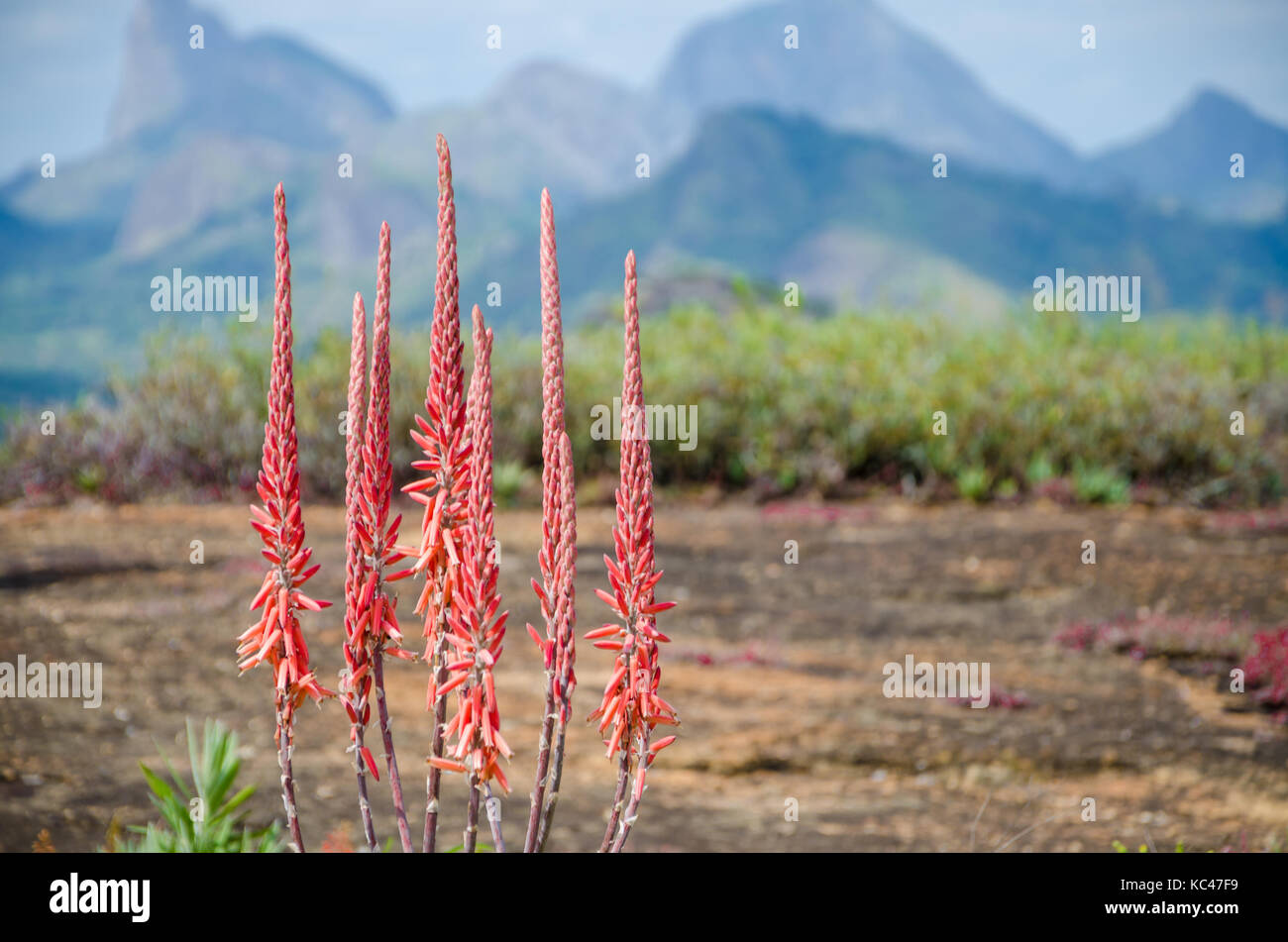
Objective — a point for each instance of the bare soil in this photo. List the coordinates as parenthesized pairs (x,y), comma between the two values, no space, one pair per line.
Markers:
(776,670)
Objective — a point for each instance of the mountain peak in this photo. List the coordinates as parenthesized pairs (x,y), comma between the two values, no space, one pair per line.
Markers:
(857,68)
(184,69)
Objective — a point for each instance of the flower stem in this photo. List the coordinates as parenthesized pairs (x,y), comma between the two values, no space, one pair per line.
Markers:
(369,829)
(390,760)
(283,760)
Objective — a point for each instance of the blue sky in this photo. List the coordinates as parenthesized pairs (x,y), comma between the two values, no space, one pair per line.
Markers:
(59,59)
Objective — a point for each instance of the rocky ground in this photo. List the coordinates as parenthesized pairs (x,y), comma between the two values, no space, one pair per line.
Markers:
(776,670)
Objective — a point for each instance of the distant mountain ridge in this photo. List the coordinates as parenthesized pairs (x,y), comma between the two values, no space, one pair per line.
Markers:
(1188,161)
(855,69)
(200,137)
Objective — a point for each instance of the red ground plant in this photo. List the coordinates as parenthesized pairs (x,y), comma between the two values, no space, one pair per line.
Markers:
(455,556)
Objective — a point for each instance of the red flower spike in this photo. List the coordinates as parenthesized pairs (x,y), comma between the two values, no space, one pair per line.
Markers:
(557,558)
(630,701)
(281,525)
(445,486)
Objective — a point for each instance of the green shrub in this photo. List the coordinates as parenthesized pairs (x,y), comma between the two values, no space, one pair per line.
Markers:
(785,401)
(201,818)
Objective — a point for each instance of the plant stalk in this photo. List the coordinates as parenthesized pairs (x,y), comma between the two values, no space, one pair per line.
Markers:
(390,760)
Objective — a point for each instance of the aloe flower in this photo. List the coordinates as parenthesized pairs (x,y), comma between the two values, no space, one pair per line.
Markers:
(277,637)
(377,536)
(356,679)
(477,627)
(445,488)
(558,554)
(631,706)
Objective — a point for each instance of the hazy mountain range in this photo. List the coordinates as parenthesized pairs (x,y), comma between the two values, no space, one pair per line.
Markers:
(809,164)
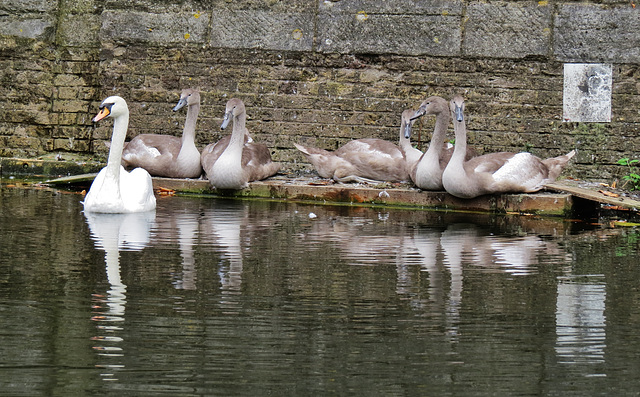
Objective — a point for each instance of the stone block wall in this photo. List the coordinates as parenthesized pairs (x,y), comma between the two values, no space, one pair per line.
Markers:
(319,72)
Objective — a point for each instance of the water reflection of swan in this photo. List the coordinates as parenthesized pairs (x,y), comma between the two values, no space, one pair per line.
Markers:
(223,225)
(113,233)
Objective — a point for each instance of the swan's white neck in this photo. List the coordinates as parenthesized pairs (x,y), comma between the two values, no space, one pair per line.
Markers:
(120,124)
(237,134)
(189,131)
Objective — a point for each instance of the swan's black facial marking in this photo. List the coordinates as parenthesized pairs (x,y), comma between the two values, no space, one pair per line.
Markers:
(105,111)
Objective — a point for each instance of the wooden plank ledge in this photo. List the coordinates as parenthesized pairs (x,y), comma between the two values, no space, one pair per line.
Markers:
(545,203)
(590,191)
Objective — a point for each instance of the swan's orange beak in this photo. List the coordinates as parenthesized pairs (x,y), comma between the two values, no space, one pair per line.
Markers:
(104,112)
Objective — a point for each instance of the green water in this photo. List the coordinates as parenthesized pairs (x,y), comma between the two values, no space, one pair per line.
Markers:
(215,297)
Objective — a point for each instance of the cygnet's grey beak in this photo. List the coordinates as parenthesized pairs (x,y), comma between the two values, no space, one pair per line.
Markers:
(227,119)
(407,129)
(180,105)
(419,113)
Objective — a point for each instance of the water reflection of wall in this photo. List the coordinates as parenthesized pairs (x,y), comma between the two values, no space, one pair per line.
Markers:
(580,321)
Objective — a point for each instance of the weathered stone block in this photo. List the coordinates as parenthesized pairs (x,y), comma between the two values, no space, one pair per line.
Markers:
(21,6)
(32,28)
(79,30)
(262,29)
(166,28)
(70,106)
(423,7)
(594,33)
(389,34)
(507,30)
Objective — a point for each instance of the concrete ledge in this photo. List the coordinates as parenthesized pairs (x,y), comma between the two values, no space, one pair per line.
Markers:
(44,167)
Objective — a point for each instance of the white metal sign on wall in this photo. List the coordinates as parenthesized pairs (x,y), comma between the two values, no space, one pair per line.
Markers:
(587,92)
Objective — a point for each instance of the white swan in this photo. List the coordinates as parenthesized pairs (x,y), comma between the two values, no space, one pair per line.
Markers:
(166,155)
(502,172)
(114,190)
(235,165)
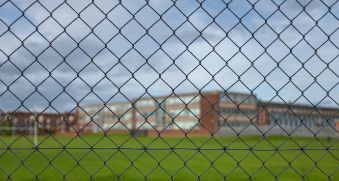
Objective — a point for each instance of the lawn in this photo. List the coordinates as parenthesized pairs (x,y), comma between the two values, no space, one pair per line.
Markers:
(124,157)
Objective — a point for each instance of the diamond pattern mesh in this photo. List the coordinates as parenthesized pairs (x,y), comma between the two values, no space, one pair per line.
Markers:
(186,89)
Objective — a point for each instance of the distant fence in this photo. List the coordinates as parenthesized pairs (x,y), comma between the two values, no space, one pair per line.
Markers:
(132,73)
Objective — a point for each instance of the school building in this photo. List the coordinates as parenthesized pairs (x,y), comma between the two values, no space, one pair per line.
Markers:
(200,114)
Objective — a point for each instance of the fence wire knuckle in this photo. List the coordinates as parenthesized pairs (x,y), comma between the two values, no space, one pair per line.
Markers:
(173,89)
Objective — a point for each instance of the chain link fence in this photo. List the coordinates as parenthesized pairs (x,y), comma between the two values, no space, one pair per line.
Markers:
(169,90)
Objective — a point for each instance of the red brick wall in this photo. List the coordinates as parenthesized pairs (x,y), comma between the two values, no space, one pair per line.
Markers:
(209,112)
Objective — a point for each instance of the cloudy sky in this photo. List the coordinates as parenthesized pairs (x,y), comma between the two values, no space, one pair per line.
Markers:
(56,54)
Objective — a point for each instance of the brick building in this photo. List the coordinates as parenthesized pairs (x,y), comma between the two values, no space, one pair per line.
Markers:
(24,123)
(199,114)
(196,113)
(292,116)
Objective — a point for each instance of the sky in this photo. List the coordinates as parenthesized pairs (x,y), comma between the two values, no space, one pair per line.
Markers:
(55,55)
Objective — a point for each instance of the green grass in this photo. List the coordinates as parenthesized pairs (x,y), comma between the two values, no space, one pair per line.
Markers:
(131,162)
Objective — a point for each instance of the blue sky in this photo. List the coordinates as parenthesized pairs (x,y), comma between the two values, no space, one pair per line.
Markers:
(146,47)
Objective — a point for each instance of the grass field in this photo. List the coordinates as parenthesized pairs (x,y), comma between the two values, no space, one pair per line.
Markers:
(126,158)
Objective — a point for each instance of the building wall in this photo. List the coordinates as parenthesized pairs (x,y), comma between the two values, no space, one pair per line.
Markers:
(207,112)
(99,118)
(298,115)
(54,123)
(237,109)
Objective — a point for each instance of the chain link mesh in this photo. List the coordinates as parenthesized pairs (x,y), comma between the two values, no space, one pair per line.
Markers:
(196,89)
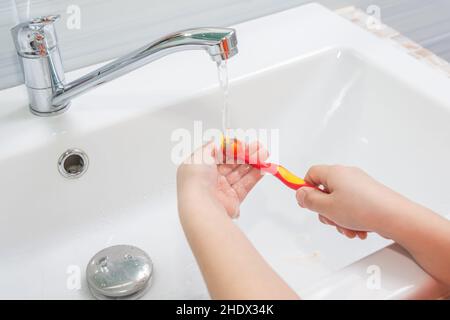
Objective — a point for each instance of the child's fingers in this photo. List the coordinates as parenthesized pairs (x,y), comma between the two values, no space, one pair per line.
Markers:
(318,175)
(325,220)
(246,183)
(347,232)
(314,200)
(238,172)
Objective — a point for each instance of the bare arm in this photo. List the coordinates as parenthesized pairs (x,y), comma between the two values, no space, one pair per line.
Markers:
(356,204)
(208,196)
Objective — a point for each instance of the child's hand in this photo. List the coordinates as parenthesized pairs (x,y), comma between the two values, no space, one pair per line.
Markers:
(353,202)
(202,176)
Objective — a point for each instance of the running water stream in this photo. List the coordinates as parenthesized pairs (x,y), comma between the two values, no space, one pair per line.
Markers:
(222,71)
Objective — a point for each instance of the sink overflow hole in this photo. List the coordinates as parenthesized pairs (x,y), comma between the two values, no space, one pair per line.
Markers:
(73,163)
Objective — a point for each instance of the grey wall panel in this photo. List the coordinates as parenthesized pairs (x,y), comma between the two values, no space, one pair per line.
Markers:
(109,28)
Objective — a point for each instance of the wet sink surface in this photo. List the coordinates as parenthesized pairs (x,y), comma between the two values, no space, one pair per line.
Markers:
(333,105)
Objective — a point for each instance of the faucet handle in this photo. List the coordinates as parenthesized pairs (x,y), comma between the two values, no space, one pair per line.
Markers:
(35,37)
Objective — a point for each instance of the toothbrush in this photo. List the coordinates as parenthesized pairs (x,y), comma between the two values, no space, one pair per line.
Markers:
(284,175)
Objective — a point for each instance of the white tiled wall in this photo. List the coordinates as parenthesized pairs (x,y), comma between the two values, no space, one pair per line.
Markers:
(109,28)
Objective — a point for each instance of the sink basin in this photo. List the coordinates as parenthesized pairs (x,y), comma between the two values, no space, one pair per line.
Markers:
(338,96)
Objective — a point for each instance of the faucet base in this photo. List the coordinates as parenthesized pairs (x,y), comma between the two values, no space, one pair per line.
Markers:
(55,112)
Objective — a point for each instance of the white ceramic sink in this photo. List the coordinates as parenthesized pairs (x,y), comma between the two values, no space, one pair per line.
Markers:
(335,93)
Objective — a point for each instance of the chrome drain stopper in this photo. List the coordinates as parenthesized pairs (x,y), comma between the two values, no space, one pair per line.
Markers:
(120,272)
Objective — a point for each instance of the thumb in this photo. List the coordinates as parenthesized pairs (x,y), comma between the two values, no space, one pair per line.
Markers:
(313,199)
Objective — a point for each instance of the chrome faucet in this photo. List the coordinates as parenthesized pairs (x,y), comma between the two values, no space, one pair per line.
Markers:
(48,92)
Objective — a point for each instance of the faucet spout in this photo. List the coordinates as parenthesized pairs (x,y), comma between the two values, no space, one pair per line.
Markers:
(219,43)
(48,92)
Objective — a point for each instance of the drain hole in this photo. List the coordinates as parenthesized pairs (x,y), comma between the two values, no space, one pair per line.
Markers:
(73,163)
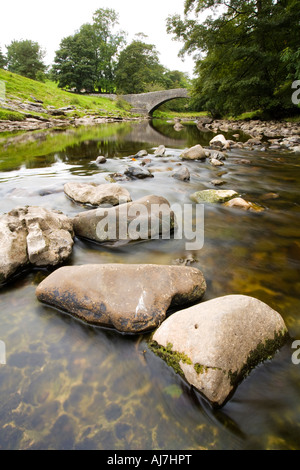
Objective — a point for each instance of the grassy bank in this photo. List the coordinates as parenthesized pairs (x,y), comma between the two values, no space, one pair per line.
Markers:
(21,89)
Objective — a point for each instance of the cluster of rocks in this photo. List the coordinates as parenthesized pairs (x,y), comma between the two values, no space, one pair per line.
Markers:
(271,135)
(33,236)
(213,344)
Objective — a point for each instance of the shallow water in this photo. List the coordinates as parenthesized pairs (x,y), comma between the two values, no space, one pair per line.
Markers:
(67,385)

- **EXERCISE TASK**: Produce an exact reproduction of the lines from the line containing "Objective — a point for each instance of the white ceramic" through the last line of the records. Any picture is left out.

- **THE SOLUTION**:
Objective — a point for each instance of the white ceramic sink in this photo. List the coordinates as parenthesized pairs (x,y), comma between the two values, no space, one pair per line.
Markers:
(335,93)
Objective — a point for each instance of the chrome drain stopper in this photo. List the coordinates as parenthesized pairs (x,y), comma between the two values, no space, one pair per line.
Markers:
(120,272)
Objective — a point for each instance of the thumb in this photo. List the coordinates as parenthesized pairs (x,y), comma between the two values, no space, one pair per line.
Markers:
(313,199)
Objective — a point for each instance of the chrome faucet in this photo. List the coordinates as parenthesized pairs (x,y), comma between the two values, no space, one pair per line.
Markers:
(48,92)
Objective — a point for each instance of the faucet spout in this photo. List the coordinates as parenthesized pairs (x,y), comma between the two values, no space, one pair per line.
Markers:
(219,43)
(48,92)
Objective — a point for each instance of the drain hole in this photo. List the coordinates as parenthesized pairs (x,y), comma between the two values, no space, one pair per line.
Markers:
(73,163)
Objective — a point for each instance of the grassy bank in this photo. List the coordinates as parenthesized pairs (x,y), comma between the two values, no space, one pair per line.
Markers:
(21,89)
Objective — a point for each instance of the cluster of rocks in this photo. List the coordinates as parenthesized pairs (x,y), comma between the two values, no space, one pair per line.
Markers:
(271,135)
(33,236)
(213,344)
Objective — a point for each instance of the shallow water in this photo. List the coordinates as parenthesized pairs (x,y), comma between the two values, no space, one pair per line.
Markers:
(67,385)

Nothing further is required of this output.